INSTRUCTION — Below is the data. Give it again, complete and exact.

DATASET CONTENT —
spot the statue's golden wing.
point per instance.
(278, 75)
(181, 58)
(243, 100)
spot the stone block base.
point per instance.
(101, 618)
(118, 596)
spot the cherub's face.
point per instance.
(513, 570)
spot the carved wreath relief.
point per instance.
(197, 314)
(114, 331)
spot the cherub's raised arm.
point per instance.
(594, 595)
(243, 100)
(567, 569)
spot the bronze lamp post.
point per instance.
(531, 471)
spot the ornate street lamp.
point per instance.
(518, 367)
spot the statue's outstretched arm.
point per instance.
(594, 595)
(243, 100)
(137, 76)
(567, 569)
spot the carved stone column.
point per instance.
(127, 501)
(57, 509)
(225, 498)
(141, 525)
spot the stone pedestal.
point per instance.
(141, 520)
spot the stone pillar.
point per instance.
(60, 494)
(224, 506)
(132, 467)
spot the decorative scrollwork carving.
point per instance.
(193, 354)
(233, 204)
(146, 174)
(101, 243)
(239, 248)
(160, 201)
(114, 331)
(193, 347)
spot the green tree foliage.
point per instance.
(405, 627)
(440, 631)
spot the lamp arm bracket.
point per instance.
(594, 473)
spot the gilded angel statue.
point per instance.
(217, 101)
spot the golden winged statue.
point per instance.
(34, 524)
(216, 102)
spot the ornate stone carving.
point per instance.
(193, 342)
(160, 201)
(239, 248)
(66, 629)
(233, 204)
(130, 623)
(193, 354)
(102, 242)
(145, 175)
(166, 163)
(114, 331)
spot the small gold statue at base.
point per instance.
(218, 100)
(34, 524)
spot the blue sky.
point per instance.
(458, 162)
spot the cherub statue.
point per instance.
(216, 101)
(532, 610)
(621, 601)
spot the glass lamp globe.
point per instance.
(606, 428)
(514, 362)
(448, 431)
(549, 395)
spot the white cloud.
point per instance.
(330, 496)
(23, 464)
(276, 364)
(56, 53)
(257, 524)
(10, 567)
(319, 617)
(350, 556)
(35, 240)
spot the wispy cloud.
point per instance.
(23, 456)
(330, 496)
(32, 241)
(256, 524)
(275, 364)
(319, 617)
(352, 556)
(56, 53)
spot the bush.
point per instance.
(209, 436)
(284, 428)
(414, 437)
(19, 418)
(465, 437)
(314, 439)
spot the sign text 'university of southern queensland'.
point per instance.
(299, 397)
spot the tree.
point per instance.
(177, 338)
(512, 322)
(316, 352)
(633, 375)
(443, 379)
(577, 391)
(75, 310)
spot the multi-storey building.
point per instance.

ANSWER TO THE EXERCISE —
spot the statue's golden wing.
point per instance.
(278, 75)
(181, 58)
(243, 100)
spot the stone block base.
point per instance.
(101, 618)
(118, 596)
spot the cherub's face.
point per instance.
(513, 570)
spot the carved wreath relief.
point per instance.
(197, 314)
(114, 331)
spot the cherub's raised arm.
point per instance.
(594, 595)
(243, 100)
(567, 569)
spot the bronze lamp post.
point per instance.
(531, 471)
spot the ornate street lamp.
point per instance.
(518, 367)
spot the statue's outstretched arm.
point per instance.
(594, 595)
(243, 100)
(137, 76)
(567, 569)
spot the carved stone column.
point per instance.
(127, 501)
(57, 509)
(225, 498)
(141, 525)
spot the stone pedestal.
point per instance.
(141, 520)
spot the stone pillar.
point per instance.
(60, 494)
(224, 506)
(132, 467)
spot the decorative scrollwork carving.
point per instance.
(193, 354)
(233, 204)
(146, 174)
(101, 243)
(239, 248)
(160, 201)
(114, 331)
(193, 347)
spot the green tree foliage.
point per instance.
(405, 627)
(440, 631)
spot the lamp arm bracket.
point per instance.
(594, 473)
spot the gilded angel statue.
point per instance.
(217, 101)
spot the golden winged statue.
point per instance.
(34, 524)
(216, 102)
spot the ornate stone carving.
point per instance.
(193, 342)
(160, 201)
(239, 248)
(66, 629)
(233, 204)
(130, 623)
(193, 354)
(102, 242)
(145, 175)
(166, 163)
(114, 331)
spot the small gold statue at base.
point per instance.
(218, 100)
(34, 524)
spot the blue sky.
point per instance.
(458, 162)
spot the cherub statue.
point per instance.
(216, 101)
(532, 610)
(621, 601)
spot the glass lamp globe.
point per instance.
(606, 428)
(514, 362)
(448, 431)
(549, 395)
spot the white cloud.
point per instance.
(330, 496)
(23, 464)
(276, 364)
(56, 53)
(257, 524)
(10, 567)
(319, 617)
(350, 556)
(35, 240)
spot the wispy cloud.
point per instance.
(23, 456)
(330, 496)
(32, 241)
(256, 524)
(275, 364)
(319, 617)
(352, 556)
(56, 53)
spot the bush.
point per instance.
(209, 436)
(284, 428)
(414, 437)
(19, 418)
(465, 437)
(314, 439)
spot the sign text 'university of southern queensland'.
point per instance.
(299, 397)
spot the tree.
point per instance.
(177, 338)
(512, 322)
(316, 352)
(633, 375)
(443, 379)
(577, 391)
(75, 310)
spot the multi-storey building.
point per instance.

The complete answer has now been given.